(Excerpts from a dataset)
+-------+
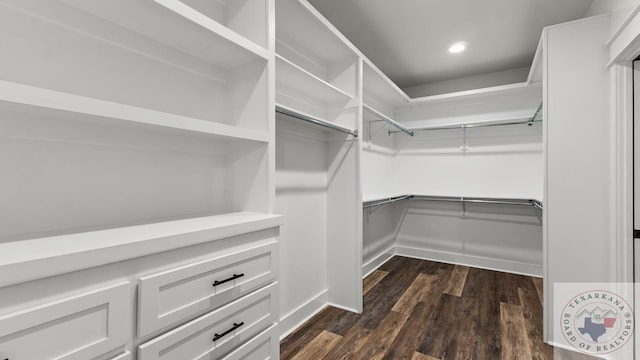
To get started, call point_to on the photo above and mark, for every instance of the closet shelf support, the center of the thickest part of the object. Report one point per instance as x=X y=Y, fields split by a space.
x=316 y=121
x=372 y=206
x=391 y=122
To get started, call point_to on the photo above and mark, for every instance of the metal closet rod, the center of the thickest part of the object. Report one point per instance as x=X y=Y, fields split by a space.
x=529 y=122
x=477 y=200
x=388 y=201
x=468 y=126
x=390 y=121
x=316 y=121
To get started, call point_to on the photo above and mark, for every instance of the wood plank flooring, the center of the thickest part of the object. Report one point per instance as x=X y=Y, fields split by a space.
x=425 y=310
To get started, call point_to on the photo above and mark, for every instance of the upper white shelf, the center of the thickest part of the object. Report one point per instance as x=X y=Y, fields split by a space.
x=293 y=80
x=169 y=22
x=379 y=90
x=306 y=38
x=26 y=260
x=29 y=98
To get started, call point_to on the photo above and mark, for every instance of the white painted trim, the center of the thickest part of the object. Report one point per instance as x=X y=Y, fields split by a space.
x=296 y=318
x=514 y=267
x=625 y=45
x=624 y=25
x=378 y=261
x=547 y=328
x=537 y=61
x=355 y=311
x=622 y=170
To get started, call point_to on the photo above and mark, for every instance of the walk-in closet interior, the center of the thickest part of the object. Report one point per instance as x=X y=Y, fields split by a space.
x=191 y=179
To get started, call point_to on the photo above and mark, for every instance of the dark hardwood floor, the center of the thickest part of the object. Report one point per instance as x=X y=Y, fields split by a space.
x=424 y=310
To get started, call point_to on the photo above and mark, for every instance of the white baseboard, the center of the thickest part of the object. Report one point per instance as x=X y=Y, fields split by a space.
x=473 y=261
x=294 y=319
x=377 y=261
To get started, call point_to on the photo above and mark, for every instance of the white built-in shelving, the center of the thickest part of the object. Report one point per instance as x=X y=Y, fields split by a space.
x=379 y=91
x=124 y=113
x=298 y=89
x=317 y=178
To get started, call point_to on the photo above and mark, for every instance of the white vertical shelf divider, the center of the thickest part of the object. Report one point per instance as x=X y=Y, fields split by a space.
x=318 y=76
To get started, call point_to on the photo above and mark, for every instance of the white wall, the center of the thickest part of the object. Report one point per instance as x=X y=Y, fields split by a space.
x=301 y=195
x=501 y=237
x=503 y=162
x=577 y=222
x=619 y=10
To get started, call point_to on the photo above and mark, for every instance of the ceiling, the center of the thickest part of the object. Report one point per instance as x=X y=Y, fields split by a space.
x=409 y=39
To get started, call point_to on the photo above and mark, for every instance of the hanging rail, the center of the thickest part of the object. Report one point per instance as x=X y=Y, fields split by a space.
x=284 y=111
x=479 y=200
x=390 y=121
x=392 y=200
x=529 y=121
x=463 y=199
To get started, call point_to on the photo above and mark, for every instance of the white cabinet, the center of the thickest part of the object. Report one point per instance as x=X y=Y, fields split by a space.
x=221 y=283
x=167 y=297
x=126 y=112
x=264 y=346
x=83 y=326
x=218 y=332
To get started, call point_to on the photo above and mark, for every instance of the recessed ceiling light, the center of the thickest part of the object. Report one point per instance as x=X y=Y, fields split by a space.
x=458 y=47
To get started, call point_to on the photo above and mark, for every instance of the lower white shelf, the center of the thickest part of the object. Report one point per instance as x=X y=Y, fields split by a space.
x=26 y=260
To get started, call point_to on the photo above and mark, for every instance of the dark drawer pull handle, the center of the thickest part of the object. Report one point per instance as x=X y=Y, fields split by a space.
x=217 y=336
x=235 y=276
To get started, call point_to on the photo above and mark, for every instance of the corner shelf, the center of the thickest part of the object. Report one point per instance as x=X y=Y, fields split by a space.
x=26 y=260
x=293 y=79
x=379 y=90
x=307 y=39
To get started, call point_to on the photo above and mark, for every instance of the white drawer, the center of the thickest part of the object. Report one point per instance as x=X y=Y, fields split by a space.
x=230 y=326
x=81 y=327
x=177 y=294
x=124 y=356
x=265 y=346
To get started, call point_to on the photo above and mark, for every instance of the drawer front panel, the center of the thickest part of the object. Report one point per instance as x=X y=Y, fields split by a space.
x=231 y=326
x=79 y=327
x=171 y=296
x=124 y=356
x=265 y=346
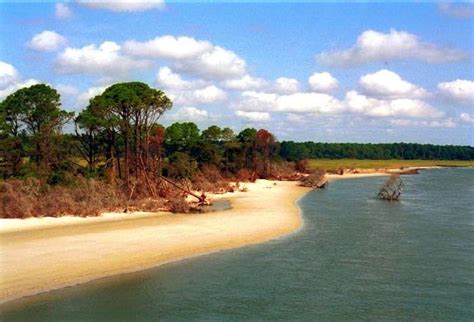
+-------+
▶ **What is required**
Copy the records above exactly, omitting every picture.

▶ **Your solution**
To get started, call point_to on the photo above and mark, for every instance of the closet shelf support, the center of the thickest part of the object. Report one point per instance as x=X y=Y, fields split by a space.
x=316 y=121
x=372 y=206
x=391 y=122
To get started, call point_to on the photo above and mark, for every instance of the metal closet rod, the center of the thickest part of the object. Report one point per instance as x=X y=Y, fields split by a space.
x=529 y=122
x=477 y=200
x=388 y=201
x=468 y=126
x=390 y=121
x=316 y=121
To get started, call point_to on the photo above and mark, for every instance of the wood plank flooring, the center of the thickest part of the object. Report one point per instance as x=X y=Y, fields split by a space.
x=425 y=310
To get started, call point_to on the photo above and mark, for every instance of the upper white shelf, the center of the thickest part of the object. Report one point per instance as x=X y=Y, fields split by a space.
x=293 y=80
x=169 y=22
x=379 y=90
x=306 y=38
x=26 y=260
x=29 y=98
To get started, call point_to on the photo above and mark, for every instance of the white painted trim, the center of the thickest part of the object. Report one point per instance as x=X y=Y, fields split by a space.
x=296 y=318
x=514 y=267
x=625 y=45
x=624 y=25
x=378 y=261
x=547 y=328
x=537 y=61
x=355 y=311
x=622 y=170
To get started, call point_to on the photo above and mark, for every instance of the walk-in closet interior, the center of the thickest part of the object. Report one point per instance as x=X y=Y, fields split by a space.
x=191 y=179
To get started, call point_to on the photo above and mark, for every instance of the dark hardwood floor, the center of the thickest part of the object. Report one point per instance as x=X y=Y, fields split by a space.
x=424 y=310
To get started, call point_to on the photo above and mark, for every instance of the white baseboard, the center of the thickest part of the object. Report one point per instance as x=X y=Y, fields split by a space.
x=473 y=261
x=294 y=319
x=377 y=261
To get started, call point_to on the photo above and mark, for every instance of the white built-in shelving, the center of the thickest part of the object. Report one point per instance as x=X y=Y, fields split by a space.
x=379 y=91
x=124 y=113
x=298 y=89
x=317 y=178
To get started, call point_to on the photo above and mark, for every instance of the white vertical shelf divider, the center of the thickest part of the object. Report one point per instance as x=X y=Y, fields split by a space.
x=318 y=76
To get started, call point_to on the photo above and mark, for every instance of the white wall, the center of the thickest part of the object. Report one point per instance as x=X y=Y, fields split by a space.
x=301 y=195
x=501 y=237
x=503 y=162
x=577 y=222
x=619 y=10
To get started, call point_to on the photo above and mark, for every instance of the ceiling, the center of the thickest part of the object. Report one point per instance as x=X y=Y, fields split by a space.
x=409 y=39
To get started, call point_to on the photo above and mark, for every instance of the hanging rail, the center of the thickest part of the object. Report one point per instance as x=X y=Y, fields split by a space.
x=284 y=111
x=479 y=200
x=390 y=121
x=392 y=200
x=529 y=121
x=463 y=199
To get started, call point_to on the photo above and mark, for every instance of the white cabinet, the center of the thickest part of the object. Report one point per instance as x=X y=Y, fields split by a space.
x=221 y=283
x=167 y=297
x=126 y=112
x=264 y=346
x=83 y=326
x=218 y=332
To get started, call point_to on the photo above and mark, for every instance of the recessed ceiling light, the center of the thickest part of the object. Report one point per instance as x=X y=Y, fields split by a space.
x=458 y=47
To get started, call point_to on the photo above and mark, for every instance of the lower white shelf, the center of the thickest part of the object. Report one point per instance as x=X y=Y, fields split by a space.
x=26 y=260
To get started, call point_to on the photo above and mark, for every instance of the dark drawer pull handle, the center of the thickest part of the object. Report one point per instance as x=X y=Y, fields split by a space.
x=217 y=336
x=235 y=276
To get started, call point_to on the photo above and mark, for every instance of the corner shelf, the center of the thickest part of the object. Report one point per instance as x=X y=Y, fields split by a space.
x=26 y=260
x=293 y=79
x=379 y=90
x=307 y=39
To get started, call point_to on the photo above and mark, for every instance of the white drawer, the center of the thickest part of the object. Report one point per instance as x=X y=Y, fields split by a space.
x=230 y=326
x=81 y=327
x=177 y=294
x=124 y=356
x=265 y=346
To get started, call point_to on the photo above and mark, for every instance of the drawer front panel, the center of the thickest part of the object. Report one point per instance as x=X y=Y, fields split by a space.
x=231 y=326
x=79 y=327
x=171 y=296
x=124 y=356
x=265 y=346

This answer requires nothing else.